**SUPPLIED INFORMATION**
****

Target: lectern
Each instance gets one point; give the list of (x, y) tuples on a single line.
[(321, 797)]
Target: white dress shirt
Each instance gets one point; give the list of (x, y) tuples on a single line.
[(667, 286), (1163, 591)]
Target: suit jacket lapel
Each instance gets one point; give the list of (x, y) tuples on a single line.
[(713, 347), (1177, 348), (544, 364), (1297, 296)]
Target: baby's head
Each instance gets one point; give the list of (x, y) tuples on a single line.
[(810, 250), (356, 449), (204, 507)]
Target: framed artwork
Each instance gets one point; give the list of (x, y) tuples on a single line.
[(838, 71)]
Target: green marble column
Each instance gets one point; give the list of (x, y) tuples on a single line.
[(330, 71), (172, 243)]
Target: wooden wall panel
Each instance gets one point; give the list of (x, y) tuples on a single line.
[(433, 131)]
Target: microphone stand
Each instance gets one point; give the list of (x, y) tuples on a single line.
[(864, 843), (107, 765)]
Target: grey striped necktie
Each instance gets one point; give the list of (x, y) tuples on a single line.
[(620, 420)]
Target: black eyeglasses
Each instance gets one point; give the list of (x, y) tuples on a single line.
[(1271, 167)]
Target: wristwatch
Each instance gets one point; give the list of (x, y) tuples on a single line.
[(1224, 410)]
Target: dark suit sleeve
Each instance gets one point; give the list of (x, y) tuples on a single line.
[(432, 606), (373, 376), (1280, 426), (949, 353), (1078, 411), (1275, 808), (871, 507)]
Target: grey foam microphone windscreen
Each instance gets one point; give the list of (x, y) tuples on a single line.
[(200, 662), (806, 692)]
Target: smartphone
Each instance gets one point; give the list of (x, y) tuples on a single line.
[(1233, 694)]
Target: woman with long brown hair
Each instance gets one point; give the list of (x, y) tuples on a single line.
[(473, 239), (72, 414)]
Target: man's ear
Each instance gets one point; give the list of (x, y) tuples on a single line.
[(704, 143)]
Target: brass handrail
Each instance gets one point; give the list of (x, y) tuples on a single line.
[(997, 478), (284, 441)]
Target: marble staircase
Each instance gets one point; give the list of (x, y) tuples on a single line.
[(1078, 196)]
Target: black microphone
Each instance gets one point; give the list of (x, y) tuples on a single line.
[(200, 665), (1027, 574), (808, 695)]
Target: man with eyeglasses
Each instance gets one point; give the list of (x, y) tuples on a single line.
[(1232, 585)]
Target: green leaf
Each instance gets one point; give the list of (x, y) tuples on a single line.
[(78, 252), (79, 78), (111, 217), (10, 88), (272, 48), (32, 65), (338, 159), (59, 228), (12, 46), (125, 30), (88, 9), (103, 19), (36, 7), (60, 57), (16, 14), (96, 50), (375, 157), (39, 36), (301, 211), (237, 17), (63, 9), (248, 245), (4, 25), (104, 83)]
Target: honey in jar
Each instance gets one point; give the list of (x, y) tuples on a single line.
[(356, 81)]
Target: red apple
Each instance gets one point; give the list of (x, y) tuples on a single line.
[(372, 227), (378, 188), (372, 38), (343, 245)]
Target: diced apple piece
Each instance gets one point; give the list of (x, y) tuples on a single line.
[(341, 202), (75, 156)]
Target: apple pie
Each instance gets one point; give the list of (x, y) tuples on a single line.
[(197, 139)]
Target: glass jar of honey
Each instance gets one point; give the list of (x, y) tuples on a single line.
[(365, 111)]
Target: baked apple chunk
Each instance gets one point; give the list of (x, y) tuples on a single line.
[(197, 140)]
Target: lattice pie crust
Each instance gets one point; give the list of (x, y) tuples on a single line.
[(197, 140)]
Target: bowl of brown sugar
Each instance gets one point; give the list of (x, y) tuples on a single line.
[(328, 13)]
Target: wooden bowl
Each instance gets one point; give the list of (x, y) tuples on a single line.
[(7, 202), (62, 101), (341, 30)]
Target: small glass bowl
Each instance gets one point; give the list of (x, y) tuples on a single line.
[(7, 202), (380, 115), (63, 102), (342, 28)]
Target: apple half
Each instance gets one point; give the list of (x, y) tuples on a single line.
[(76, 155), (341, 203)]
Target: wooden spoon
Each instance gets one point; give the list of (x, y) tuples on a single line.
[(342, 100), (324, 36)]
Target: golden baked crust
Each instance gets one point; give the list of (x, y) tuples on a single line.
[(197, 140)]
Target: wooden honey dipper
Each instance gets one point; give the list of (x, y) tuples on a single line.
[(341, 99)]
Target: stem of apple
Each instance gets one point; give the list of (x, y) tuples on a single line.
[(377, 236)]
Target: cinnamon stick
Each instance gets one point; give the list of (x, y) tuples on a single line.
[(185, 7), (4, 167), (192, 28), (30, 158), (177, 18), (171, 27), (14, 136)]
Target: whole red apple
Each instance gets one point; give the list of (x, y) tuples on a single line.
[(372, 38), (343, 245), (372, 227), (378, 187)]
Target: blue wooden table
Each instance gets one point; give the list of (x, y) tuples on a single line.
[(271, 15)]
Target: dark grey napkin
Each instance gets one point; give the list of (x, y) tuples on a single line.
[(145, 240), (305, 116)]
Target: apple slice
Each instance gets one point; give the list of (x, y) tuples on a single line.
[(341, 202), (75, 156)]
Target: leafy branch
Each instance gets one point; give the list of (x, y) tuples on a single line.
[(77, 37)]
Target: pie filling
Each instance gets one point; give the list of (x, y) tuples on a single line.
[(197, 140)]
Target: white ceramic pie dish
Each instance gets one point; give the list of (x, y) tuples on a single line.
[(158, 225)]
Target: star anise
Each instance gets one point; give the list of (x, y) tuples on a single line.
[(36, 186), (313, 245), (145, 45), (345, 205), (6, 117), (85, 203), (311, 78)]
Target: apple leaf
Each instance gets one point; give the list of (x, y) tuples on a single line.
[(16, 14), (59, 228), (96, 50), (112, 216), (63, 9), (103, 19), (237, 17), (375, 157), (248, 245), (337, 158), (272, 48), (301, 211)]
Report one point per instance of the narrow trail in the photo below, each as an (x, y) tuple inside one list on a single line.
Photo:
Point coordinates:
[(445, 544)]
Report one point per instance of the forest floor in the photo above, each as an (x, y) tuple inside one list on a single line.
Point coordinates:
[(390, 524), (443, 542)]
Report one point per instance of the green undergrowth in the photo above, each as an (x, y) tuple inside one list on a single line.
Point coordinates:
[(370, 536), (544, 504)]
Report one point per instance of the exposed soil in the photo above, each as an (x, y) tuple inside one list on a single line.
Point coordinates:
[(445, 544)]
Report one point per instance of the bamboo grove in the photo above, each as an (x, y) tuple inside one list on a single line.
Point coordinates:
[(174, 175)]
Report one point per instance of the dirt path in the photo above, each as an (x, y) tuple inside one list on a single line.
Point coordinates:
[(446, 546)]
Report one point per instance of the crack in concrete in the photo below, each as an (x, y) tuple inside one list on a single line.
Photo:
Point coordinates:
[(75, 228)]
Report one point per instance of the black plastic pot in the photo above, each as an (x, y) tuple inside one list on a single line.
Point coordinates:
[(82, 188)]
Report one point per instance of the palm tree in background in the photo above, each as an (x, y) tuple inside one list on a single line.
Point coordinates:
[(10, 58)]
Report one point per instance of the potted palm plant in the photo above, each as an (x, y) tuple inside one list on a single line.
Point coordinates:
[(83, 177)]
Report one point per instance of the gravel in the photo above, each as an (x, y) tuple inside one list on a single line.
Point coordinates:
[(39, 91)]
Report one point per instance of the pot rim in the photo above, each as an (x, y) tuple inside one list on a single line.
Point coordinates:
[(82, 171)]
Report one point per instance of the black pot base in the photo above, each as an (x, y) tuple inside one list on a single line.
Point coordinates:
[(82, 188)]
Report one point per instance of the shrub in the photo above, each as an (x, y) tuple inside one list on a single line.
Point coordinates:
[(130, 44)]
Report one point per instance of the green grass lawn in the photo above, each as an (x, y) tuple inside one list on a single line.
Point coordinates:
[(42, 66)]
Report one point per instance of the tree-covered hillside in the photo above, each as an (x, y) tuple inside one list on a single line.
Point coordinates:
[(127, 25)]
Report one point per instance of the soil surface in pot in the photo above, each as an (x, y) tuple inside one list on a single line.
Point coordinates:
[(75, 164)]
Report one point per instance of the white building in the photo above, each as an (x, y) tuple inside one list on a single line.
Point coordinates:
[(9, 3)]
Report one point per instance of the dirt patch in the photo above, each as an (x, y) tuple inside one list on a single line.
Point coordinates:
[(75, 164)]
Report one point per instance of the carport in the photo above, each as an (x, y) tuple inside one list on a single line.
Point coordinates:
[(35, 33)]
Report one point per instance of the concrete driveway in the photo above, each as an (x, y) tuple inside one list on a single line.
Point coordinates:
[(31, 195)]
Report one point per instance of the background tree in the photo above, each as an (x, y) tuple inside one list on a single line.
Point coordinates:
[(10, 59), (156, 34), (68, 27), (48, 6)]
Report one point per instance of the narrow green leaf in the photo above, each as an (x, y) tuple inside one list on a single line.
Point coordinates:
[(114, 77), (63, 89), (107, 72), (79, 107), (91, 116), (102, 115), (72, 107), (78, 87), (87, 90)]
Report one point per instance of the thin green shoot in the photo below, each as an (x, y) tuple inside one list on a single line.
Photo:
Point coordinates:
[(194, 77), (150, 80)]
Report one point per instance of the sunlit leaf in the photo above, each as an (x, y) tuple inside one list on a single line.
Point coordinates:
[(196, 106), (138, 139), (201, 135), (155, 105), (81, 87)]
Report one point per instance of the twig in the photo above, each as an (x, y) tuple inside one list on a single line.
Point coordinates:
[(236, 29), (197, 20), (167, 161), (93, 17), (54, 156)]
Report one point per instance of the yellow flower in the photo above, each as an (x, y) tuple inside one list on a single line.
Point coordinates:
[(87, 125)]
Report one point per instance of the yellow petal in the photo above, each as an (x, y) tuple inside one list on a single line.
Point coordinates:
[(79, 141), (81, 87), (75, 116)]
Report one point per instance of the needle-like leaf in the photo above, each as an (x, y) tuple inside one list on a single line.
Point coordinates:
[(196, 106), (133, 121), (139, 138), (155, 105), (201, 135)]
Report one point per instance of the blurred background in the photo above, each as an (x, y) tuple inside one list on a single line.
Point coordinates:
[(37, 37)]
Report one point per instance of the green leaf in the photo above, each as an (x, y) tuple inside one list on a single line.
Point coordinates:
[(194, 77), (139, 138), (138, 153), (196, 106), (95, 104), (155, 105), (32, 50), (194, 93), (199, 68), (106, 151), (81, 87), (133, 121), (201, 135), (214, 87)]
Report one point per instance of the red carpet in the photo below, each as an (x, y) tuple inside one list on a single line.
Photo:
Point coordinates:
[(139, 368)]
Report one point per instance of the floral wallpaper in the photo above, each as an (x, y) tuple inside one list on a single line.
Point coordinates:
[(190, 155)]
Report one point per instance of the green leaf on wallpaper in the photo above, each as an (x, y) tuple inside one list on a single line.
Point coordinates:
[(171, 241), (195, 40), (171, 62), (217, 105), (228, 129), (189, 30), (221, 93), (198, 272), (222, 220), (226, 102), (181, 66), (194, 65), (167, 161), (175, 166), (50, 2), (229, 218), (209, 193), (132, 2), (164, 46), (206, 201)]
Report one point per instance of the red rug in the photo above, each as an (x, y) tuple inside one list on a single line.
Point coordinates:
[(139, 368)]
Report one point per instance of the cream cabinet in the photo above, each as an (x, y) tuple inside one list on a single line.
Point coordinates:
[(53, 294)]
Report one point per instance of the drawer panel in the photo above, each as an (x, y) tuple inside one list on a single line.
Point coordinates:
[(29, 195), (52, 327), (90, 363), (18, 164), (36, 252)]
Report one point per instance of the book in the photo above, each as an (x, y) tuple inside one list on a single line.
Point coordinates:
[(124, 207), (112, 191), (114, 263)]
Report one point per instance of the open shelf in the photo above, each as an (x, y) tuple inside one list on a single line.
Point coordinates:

****

**WHAT THE EXERCISE ASKS**
Rewrite the entries starting at the line containing "Target: green leaf" and ending at the line containing "[(197, 139)]", changing "red apple" to "crimson apple" and leaving everything else as it is.

**COMPLETED TASK**
Target: green leaf
Each instance gets one point; give the list of (x, y) tuples on a single line.
[(78, 252), (79, 78), (111, 217), (10, 88), (272, 48), (32, 65), (338, 159), (59, 228), (12, 46), (125, 30), (88, 9), (103, 19), (36, 7), (60, 57), (16, 14), (96, 50), (375, 157), (39, 36), (301, 211), (237, 17), (63, 9), (248, 245), (4, 25), (104, 83)]
Target: honey in jar
Each instance gets one point; give the list of (x, y) tuples on a single line.
[(356, 81)]
Target: crimson apple
Each instance gets one point; give the list of (x, y) tuples on a single line.
[(372, 227), (378, 188), (372, 38), (343, 245)]
Target: diced apple piece
Each instance gets one point; give the list of (x, y) tuples on a single line.
[(341, 202), (75, 156)]
Target: apple pie
Each instance gets one point; give the list of (x, y) tuples on a single line.
[(197, 139)]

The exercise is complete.